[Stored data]

*** Block opens ***

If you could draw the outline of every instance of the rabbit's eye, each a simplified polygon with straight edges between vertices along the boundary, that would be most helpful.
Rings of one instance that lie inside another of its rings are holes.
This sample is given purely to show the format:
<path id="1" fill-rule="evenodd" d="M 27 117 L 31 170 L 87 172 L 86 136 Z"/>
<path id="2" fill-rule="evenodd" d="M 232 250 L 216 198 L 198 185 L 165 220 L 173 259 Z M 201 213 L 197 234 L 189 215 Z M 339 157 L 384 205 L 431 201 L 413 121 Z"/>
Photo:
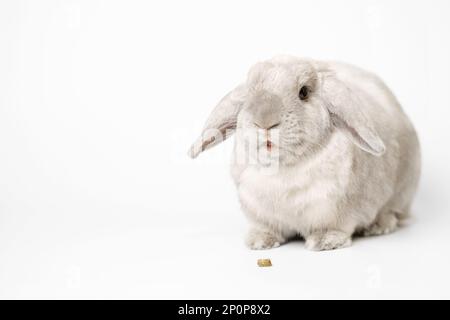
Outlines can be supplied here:
<path id="1" fill-rule="evenodd" d="M 303 86 L 298 93 L 298 97 L 300 98 L 300 100 L 306 100 L 308 99 L 308 96 L 309 96 L 309 89 L 307 86 Z"/>

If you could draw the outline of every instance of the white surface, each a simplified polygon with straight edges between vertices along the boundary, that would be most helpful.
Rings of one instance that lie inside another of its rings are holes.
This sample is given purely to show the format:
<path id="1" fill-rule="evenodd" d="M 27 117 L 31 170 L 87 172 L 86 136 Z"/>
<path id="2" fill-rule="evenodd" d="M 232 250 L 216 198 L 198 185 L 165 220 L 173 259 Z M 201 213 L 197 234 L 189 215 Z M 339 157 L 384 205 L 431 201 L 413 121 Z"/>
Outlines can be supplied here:
<path id="1" fill-rule="evenodd" d="M 450 298 L 449 8 L 2 1 L 0 297 Z M 394 90 L 423 145 L 410 226 L 333 252 L 244 247 L 231 141 L 185 152 L 278 53 L 351 62 Z"/>

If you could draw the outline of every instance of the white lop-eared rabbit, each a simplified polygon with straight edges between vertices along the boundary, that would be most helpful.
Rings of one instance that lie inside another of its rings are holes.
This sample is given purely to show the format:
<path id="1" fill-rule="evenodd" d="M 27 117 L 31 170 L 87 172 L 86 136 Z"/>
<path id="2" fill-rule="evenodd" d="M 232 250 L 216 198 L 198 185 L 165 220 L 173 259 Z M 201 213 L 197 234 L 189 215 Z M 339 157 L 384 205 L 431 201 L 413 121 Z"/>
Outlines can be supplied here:
<path id="1" fill-rule="evenodd" d="M 416 132 L 386 85 L 354 66 L 295 57 L 254 65 L 212 111 L 189 154 L 231 134 L 247 245 L 302 236 L 311 250 L 394 231 L 420 175 Z"/>

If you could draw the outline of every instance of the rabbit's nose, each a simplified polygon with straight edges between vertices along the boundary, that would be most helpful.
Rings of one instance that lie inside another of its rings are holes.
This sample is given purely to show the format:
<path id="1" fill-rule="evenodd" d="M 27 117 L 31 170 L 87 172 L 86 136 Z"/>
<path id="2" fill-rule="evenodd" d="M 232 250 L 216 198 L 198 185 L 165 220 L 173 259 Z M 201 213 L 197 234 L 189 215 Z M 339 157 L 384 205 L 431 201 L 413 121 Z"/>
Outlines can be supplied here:
<path id="1" fill-rule="evenodd" d="M 273 123 L 273 122 L 253 121 L 253 124 L 260 129 L 270 130 L 278 127 L 280 125 L 280 122 Z"/>
<path id="2" fill-rule="evenodd" d="M 248 110 L 255 126 L 269 130 L 280 124 L 282 105 L 283 101 L 278 96 L 261 91 L 253 97 Z"/>

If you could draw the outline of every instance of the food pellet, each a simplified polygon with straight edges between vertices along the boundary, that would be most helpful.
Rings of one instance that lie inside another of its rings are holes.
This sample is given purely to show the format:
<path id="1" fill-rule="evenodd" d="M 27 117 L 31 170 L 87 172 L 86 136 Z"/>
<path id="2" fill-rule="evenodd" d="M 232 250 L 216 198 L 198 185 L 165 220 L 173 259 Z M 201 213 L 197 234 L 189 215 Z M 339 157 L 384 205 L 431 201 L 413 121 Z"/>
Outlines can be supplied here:
<path id="1" fill-rule="evenodd" d="M 258 259 L 258 267 L 271 267 L 272 261 L 270 259 Z"/>

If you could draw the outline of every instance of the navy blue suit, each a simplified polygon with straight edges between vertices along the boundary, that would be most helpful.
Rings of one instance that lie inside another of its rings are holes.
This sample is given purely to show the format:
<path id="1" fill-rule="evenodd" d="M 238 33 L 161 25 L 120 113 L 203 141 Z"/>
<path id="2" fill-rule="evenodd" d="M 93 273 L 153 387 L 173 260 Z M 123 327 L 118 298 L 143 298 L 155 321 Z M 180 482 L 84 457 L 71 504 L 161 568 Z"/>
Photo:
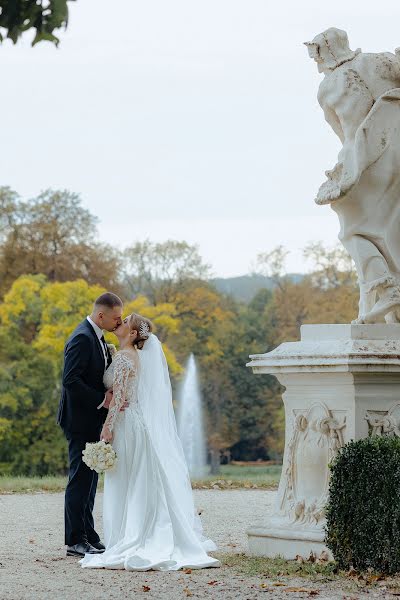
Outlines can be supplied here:
<path id="1" fill-rule="evenodd" d="M 111 363 L 108 353 L 107 366 Z M 97 442 L 107 410 L 104 399 L 104 354 L 96 332 L 85 319 L 68 339 L 64 350 L 61 399 L 57 422 L 68 440 L 69 479 L 65 490 L 65 543 L 98 542 L 93 506 L 98 475 L 82 461 L 86 442 Z"/>

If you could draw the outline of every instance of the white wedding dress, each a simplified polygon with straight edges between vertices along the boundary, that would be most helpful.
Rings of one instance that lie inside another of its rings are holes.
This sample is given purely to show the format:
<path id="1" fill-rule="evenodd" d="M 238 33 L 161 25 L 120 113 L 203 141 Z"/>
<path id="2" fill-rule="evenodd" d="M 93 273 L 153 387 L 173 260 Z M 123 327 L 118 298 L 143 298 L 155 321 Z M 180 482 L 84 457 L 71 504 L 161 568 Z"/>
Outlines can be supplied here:
<path id="1" fill-rule="evenodd" d="M 172 408 L 165 356 L 150 334 L 134 364 L 118 352 L 106 371 L 115 406 L 117 464 L 105 473 L 103 524 L 106 551 L 86 554 L 82 567 L 145 571 L 218 567 L 202 535 Z M 120 412 L 124 400 L 129 407 Z"/>

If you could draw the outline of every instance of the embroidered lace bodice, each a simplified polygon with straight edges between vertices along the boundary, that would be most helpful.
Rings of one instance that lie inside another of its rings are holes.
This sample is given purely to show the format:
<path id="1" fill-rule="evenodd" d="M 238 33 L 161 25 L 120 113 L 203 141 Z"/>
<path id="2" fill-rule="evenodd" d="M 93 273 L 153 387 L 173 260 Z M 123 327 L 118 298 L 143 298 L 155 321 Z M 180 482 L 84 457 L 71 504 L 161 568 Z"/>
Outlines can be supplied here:
<path id="1" fill-rule="evenodd" d="M 113 430 L 115 421 L 120 414 L 120 408 L 126 401 L 129 409 L 138 410 L 137 384 L 138 366 L 134 364 L 130 355 L 117 352 L 111 365 L 104 374 L 104 385 L 113 389 L 114 405 L 108 410 L 106 426 Z M 126 409 L 126 410 L 129 410 Z"/>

*** Block closes ***

→ **Directions for this task**
Copy out the records exactly; the pictures stay behind.

→ **Your response**
If you could draw the outline of every instance of the rabbit's eye, each a simplified polygon with straight edges between vertices along the boundary, that would be most helpful.
Rings of one instance that lie inside another of its rings are holes.
This sample is given purely to show the format:
<path id="1" fill-rule="evenodd" d="M 27 117 L 31 170 L 87 172 L 86 136 Z"/>
<path id="2" fill-rule="evenodd" d="M 232 250 L 216 198 L 198 185 L 165 220 L 173 259 Z M 201 213 L 197 234 L 189 215 Z M 339 157 L 384 205 L 431 201 L 413 121 Z"/>
Photo:
Outlines can be supplied here:
<path id="1" fill-rule="evenodd" d="M 303 86 L 298 93 L 298 97 L 300 98 L 300 100 L 306 100 L 308 99 L 308 96 L 309 96 L 309 89 L 307 86 Z"/>

If you could draw the outline of every instance of the white surface, each a simplified polygon with straight edges between vertices along the boundary, that would be most helpful.
Rings of one instance that lie inside another of its rings are holes.
This sample is given purely to show the format:
<path id="1" fill-rule="evenodd" d="M 27 117 L 31 170 L 87 172 L 86 136 Z"/>
<path id="2" fill-rule="evenodd" d="M 232 250 L 216 198 L 198 185 L 165 220 L 173 259 Z M 201 213 L 197 234 L 189 215 Z M 339 157 L 384 205 L 431 201 L 413 121 Z"/>
Outlines can be supplied here:
<path id="1" fill-rule="evenodd" d="M 450 298 L 449 8 L 2 1 L 0 297 Z M 394 90 L 423 145 L 410 226 L 333 252 L 244 247 L 231 141 L 185 152 L 278 53 L 351 62 Z"/>

If you could draw the outline of every instance of the white lop-eared rabbit, each a simplified polygon with straight edges between vertices along the boundary, that would be most helpful.
Rings of one instance that lie inside another of its rings are holes.
This sample is given purely to show the format:
<path id="1" fill-rule="evenodd" d="M 27 117 L 31 170 L 87 172 L 86 136 Z"/>
<path id="2" fill-rule="evenodd" d="M 232 250 L 216 198 L 198 185 L 165 220 L 173 259 Z M 201 213 L 197 234 L 189 215 Z M 339 157 L 384 205 L 431 201 L 413 121 Z"/>
Outlines can be supplied here:
<path id="1" fill-rule="evenodd" d="M 416 132 L 386 85 L 354 66 L 295 57 L 254 65 L 212 111 L 189 154 L 231 134 L 247 245 L 302 236 L 311 250 L 394 231 L 420 175 Z"/>

If you could draw the outline of every instance of the rabbit's nose, each a simplified polygon with straight edges between vertices along the boundary, that would be most helpful.
Rings of one instance that lie inside another of its rings are holes.
This sample is given purely to show the format:
<path id="1" fill-rule="evenodd" d="M 27 117 L 31 170 L 87 172 L 86 136 Z"/>
<path id="2" fill-rule="evenodd" d="M 232 250 L 216 198 L 198 185 L 165 220 L 173 259 Z M 201 213 L 197 234 L 189 215 Z M 339 157 L 384 205 L 431 201 L 413 121 Z"/>
Outlines can be supplied here:
<path id="1" fill-rule="evenodd" d="M 273 123 L 273 122 L 253 121 L 253 124 L 260 129 L 270 130 L 278 127 L 280 125 L 280 122 Z"/>
<path id="2" fill-rule="evenodd" d="M 248 110 L 255 126 L 269 130 L 280 124 L 282 105 L 283 101 L 278 96 L 261 91 L 253 97 Z"/>

If you could draw the outline of every instance of the food pellet, each a simplified polygon with straight edges between vertices along the boundary, that would be most helpful.
Rings of one instance that lie inside another of its rings are holes.
This sample is given purely to show the format:
<path id="1" fill-rule="evenodd" d="M 27 117 L 31 170 L 87 172 L 86 136 Z"/>
<path id="2" fill-rule="evenodd" d="M 232 250 L 216 198 L 198 185 L 165 220 L 173 259 Z M 201 213 L 197 234 L 189 215 Z M 339 157 L 384 205 L 431 201 L 413 121 Z"/>
Outlines can be supplied here:
<path id="1" fill-rule="evenodd" d="M 258 259 L 258 267 L 271 267 L 272 261 L 270 259 Z"/>

If you could draw the outline of every instance of the navy blue suit, each a simplified polygon with straight edges between vertices along the boundary, that would be most helpful.
Rings of one instance that lie inside another of its rings are holes.
This sample is given purely to show the format:
<path id="1" fill-rule="evenodd" d="M 238 33 L 161 25 L 120 113 L 203 141 Z"/>
<path id="2" fill-rule="evenodd" d="M 93 273 L 153 387 L 173 260 Z M 123 327 L 118 298 L 143 298 L 155 321 Z M 180 482 L 84 457 L 71 504 L 161 568 Z"/>
Photo:
Outlines can be supplied here:
<path id="1" fill-rule="evenodd" d="M 111 363 L 108 353 L 107 366 Z M 97 442 L 107 410 L 104 399 L 104 354 L 96 332 L 85 319 L 68 339 L 64 350 L 61 399 L 57 422 L 68 440 L 69 479 L 65 490 L 65 543 L 98 542 L 93 506 L 98 475 L 82 461 L 86 442 Z"/>

If you could draw the outline of every instance of the white wedding dress, each a simplified polygon with straight edges between vertices along the boundary, that would be most helpful.
Rings of one instance that lie inside another of its rings are holes.
This sample is given purely to show the format:
<path id="1" fill-rule="evenodd" d="M 238 33 L 161 25 L 120 113 L 203 141 Z"/>
<path id="2" fill-rule="evenodd" d="M 93 273 L 153 387 L 173 260 Z M 123 327 L 118 298 L 143 298 L 155 321 Z M 180 482 L 84 457 L 71 504 L 161 568 Z"/>
Outlines can be supplied here:
<path id="1" fill-rule="evenodd" d="M 172 408 L 165 356 L 150 334 L 134 364 L 118 352 L 106 371 L 115 406 L 117 464 L 105 473 L 103 524 L 106 551 L 86 554 L 82 567 L 145 571 L 218 567 L 202 535 Z M 120 412 L 124 400 L 129 407 Z"/>

If you could draw the outline of every instance of the embroidered lace bodice, each a simplified polygon with straight edges between vertices along the boundary, that would be most helpful.
Rings of one instance that lie inside another of its rings are holes.
This sample is given purely to show the format:
<path id="1" fill-rule="evenodd" d="M 238 33 L 161 25 L 120 113 L 203 141 Z"/>
<path id="2" fill-rule="evenodd" d="M 93 273 L 153 387 L 173 260 Z M 123 327 L 118 298 L 143 298 L 155 321 Z M 180 482 L 84 457 L 71 504 L 161 568 Z"/>
Outlines can be supplied here:
<path id="1" fill-rule="evenodd" d="M 113 430 L 115 421 L 120 414 L 120 408 L 126 401 L 129 409 L 138 410 L 137 384 L 138 366 L 134 364 L 130 355 L 117 352 L 111 365 L 104 374 L 104 385 L 113 389 L 114 405 L 108 410 L 106 426 Z M 126 409 L 126 410 L 129 410 Z"/>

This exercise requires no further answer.